- [Brief] Rescale the entries starting at the beginning and ending at the line containing "POLYGON ((235 123, 236", with both ends included. Reproduce every one of those lines, requests too, but multiply each vertex coordinate in the answer outlines by 2.35 and round it to a whole number, rounding halves up.

Segmentation dataset excerpts
————

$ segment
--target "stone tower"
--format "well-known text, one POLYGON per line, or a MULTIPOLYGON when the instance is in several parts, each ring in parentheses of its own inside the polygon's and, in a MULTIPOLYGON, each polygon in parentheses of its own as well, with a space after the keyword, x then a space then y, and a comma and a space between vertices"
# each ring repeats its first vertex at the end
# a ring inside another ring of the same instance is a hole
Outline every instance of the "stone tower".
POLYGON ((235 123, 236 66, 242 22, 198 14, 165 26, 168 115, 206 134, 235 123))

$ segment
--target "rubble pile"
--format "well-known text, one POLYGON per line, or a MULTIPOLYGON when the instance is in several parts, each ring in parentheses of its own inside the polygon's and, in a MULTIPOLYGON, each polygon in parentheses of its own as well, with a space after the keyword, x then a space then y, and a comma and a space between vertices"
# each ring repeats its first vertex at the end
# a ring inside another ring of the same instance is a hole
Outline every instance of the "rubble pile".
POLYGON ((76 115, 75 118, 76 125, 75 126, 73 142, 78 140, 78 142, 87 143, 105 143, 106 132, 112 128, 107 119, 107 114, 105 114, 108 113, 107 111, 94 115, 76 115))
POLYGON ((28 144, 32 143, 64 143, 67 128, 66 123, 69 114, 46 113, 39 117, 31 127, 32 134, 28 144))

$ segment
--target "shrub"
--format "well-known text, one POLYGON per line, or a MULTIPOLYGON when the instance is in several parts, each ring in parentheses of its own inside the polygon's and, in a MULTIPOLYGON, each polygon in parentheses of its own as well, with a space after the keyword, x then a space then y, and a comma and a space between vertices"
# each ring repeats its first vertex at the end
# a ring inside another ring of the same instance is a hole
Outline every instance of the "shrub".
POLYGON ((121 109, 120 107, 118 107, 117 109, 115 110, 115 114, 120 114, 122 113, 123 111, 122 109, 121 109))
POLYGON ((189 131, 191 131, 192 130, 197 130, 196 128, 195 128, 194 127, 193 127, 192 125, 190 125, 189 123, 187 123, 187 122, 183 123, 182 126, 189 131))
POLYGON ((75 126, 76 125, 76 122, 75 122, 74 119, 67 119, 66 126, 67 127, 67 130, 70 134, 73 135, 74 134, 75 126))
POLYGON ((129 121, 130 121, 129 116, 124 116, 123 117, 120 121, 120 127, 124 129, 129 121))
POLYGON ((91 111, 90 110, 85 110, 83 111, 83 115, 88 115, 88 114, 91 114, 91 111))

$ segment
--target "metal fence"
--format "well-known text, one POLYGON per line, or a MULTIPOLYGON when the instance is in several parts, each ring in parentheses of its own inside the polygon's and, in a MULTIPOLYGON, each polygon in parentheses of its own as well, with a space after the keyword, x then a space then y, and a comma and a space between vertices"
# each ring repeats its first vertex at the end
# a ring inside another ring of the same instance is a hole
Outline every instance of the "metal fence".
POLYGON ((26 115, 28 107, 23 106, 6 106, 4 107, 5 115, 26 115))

————

- [Task result]
$ segment
--target "stone tower"
--format "well-known text, one POLYGON per line, or a MULTIPOLYGON when the instance is in several parts, each ring in parentheses of its own inside the polygon's and, in a MULTIPOLYGON, each polygon in parentheses of its own as well, with a space after the keyword, x then a space then y, and a comma and a space between vertices"
# each ring repeats its first vertex at the end
# a ring inside another ring of the same instance is a hole
Outline every instance of the "stone tower".
POLYGON ((552 289, 555 155, 569 52, 465 33, 388 61, 395 270, 484 315, 552 289))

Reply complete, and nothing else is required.